Short task 1
According to the certification of enrollment, on what date did the House pass the bill?
Short task 2
Replace "Chief Clerk" with "Secretary" in the certification of enrollment, and write out the text between "Yeas 45   Nays" and "hereon set forth.", inclusive, with that change.

Supplied passage
CERTIFICATION OF ENROLLMENT

 

                   SUBSTITUTE HOUSE BILL 2097

 

 

                   Chapter 317, Laws of 1997

 

 

 

 

                        55th Legislature

                      1997 Regular Session

 

 

INSURANCE COMPANY INVESTMENTS--DERIVATIVE TRANSACTIONS

 

 

 

                    EFFECTIVE DATE:  7/27/97

Passed by the House March 15, 1997

  Yeas 81   Nays 15

 

 

 

             CLYDE BALLARD

Speaker of the

      House of Representatives

 

Passed by the Senate April 18, 1997

  Yeas 45   Nays 0

             CERTIFICATE

 

I, Timothy A. Martin, Chief Clerk of the House of Representatives of the State of Washington, do hereby certify that the attached is SUBSTITUTE HOUSE BILL 2097  as passed by the House of Representatives and the Senate on the dates hereon set forth.

 

 

 

               BRAD OWEN

President of the Senate

          TIMOTHY A. MARTIN

                          Chief Clerk

 

 

Approved May 12, 1997 Place Style On Codes above, and Style Off Codes below.   

                                FILED          

 

 

             May 12, 1997 - 3:15 p.m.

Data listing
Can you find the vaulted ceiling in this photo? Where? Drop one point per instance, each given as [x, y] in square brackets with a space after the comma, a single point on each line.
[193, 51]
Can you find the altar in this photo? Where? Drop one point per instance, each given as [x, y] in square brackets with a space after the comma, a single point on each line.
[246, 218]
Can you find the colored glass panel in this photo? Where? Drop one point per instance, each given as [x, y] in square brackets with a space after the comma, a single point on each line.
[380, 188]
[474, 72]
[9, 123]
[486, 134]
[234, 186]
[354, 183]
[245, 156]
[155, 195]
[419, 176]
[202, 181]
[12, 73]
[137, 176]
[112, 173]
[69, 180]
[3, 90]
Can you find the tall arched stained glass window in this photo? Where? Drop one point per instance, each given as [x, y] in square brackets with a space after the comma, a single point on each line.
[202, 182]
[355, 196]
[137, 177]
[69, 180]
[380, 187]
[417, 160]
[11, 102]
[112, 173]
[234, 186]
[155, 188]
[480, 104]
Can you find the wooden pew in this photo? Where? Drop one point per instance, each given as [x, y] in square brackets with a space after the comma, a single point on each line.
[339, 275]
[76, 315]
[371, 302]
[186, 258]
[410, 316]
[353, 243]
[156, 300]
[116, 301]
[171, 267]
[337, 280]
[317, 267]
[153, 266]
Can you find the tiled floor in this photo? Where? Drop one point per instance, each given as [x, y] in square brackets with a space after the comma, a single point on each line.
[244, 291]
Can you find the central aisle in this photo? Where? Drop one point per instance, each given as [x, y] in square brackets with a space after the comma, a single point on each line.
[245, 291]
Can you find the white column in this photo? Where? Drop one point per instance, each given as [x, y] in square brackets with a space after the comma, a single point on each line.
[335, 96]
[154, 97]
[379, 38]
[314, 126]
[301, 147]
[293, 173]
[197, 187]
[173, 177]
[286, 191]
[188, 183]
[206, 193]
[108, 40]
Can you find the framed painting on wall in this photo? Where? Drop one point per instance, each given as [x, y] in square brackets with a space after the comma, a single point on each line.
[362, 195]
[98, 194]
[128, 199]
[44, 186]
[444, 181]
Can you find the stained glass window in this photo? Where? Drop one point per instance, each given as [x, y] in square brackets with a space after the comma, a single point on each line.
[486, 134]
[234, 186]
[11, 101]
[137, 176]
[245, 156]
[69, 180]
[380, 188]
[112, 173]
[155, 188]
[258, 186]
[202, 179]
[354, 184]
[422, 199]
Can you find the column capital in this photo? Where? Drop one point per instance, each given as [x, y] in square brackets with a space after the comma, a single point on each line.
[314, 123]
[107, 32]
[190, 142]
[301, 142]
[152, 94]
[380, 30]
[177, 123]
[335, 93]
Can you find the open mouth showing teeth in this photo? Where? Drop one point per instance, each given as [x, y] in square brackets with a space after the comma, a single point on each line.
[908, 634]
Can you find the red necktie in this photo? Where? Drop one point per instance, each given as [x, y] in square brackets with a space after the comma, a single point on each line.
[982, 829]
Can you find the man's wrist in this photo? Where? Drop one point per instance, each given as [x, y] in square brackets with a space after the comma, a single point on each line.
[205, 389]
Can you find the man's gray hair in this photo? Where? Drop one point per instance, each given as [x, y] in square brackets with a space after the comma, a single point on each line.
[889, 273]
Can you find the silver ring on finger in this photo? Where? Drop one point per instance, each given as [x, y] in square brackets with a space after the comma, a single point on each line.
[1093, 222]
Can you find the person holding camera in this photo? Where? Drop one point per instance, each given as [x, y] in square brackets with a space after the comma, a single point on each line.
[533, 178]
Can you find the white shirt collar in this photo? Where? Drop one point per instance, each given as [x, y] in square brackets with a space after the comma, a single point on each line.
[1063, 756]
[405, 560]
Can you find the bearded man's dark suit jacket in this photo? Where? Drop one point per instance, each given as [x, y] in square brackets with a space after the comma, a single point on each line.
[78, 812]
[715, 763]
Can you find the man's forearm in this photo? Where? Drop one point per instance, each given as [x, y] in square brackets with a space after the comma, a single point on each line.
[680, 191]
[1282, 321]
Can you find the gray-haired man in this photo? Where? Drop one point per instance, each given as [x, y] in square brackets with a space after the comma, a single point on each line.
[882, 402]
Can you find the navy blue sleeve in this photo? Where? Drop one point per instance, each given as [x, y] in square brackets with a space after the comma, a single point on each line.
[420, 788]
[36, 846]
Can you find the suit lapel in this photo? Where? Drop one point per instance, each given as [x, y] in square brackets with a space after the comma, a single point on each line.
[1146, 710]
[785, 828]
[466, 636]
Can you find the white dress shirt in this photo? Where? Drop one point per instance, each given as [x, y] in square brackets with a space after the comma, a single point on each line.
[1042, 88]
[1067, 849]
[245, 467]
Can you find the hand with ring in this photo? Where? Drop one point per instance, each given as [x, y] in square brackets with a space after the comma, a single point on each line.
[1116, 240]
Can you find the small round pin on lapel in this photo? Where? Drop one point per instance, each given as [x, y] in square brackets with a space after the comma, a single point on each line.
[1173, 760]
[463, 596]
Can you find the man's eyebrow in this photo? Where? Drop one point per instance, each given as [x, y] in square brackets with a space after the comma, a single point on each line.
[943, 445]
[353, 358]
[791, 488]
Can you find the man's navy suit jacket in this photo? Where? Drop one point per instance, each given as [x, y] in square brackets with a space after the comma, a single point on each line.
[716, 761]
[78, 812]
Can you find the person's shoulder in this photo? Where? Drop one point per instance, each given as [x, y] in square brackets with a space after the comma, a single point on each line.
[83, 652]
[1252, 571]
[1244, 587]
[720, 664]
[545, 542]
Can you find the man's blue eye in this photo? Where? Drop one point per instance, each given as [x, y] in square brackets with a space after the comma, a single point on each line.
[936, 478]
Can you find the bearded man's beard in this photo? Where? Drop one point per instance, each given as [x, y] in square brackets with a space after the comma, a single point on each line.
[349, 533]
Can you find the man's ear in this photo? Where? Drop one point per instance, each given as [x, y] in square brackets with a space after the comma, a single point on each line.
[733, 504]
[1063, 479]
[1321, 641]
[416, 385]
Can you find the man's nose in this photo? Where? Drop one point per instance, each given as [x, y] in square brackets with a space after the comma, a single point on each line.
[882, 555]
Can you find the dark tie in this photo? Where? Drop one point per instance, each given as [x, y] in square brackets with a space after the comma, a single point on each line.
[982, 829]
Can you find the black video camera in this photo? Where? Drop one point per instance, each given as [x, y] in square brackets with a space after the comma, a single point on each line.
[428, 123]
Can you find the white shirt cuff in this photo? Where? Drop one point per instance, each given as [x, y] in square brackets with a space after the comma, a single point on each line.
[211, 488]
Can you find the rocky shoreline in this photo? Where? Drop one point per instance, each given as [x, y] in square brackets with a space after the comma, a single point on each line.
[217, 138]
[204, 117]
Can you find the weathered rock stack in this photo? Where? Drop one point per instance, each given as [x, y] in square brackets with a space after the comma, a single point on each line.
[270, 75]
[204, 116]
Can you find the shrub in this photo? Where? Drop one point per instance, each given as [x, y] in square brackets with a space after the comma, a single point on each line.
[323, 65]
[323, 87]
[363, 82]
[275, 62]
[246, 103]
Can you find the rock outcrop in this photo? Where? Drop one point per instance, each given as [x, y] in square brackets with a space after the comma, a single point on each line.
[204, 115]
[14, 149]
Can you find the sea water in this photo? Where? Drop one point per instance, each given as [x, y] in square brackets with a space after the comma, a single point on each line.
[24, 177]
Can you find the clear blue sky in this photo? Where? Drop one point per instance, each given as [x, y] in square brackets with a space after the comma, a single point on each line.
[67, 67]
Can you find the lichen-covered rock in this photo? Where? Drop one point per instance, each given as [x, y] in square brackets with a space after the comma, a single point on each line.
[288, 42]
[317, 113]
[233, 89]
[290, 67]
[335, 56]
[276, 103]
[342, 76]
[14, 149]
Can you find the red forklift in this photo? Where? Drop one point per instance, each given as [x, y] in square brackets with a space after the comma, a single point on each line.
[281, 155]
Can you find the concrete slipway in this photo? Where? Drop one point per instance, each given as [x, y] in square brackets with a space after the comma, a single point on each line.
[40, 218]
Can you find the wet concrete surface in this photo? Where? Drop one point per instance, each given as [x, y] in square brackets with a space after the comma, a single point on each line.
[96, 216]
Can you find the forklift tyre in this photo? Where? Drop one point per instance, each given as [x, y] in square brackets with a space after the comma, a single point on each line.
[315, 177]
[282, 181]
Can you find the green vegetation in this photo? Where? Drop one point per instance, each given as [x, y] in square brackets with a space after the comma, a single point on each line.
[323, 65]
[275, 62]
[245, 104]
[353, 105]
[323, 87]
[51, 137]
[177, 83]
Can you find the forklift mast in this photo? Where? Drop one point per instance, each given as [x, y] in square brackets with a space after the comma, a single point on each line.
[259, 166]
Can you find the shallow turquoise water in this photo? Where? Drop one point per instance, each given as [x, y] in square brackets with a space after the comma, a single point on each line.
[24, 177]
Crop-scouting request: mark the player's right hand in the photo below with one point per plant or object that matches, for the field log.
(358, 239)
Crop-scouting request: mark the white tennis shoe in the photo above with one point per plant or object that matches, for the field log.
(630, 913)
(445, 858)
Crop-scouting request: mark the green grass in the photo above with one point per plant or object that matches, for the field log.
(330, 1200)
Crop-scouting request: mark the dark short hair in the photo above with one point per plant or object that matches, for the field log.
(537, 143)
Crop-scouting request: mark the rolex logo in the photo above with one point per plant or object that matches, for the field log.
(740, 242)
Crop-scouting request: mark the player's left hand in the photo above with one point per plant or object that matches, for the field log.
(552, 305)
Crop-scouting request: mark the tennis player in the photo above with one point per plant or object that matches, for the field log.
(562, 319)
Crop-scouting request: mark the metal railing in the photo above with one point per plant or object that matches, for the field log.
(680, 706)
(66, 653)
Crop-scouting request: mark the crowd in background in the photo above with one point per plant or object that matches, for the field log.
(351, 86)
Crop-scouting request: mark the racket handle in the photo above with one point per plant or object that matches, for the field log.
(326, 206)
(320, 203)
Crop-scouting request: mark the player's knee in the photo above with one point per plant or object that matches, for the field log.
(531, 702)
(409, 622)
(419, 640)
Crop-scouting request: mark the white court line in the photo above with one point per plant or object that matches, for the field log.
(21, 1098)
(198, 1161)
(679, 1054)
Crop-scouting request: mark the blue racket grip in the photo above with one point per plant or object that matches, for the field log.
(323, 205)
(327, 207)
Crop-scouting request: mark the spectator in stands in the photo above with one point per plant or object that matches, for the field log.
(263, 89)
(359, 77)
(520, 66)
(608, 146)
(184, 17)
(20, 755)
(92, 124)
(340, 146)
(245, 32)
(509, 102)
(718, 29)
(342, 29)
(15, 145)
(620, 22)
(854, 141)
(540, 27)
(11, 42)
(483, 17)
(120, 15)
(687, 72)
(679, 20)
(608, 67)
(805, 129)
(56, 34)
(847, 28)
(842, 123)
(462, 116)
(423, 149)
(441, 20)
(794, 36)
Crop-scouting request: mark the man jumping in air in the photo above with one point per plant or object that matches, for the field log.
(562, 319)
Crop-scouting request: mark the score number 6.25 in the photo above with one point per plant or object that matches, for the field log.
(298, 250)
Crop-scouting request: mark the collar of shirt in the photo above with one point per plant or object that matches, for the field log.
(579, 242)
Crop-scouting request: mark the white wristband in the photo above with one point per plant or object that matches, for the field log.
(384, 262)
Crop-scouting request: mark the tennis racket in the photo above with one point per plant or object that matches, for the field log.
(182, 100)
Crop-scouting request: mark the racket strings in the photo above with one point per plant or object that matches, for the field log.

Output 1
March 15, 1997

Output 2
Yeas 45   Nays 0

             CERTIFICATE

 

I, Timothy A. Martin, Secretary of the House of Representatives of the State of Washington, do hereby certify that the attached is SUBSTITUTE HOUSE BILL 2097  as passed by the House of Representatives and the Senate on the dates hereon set forth.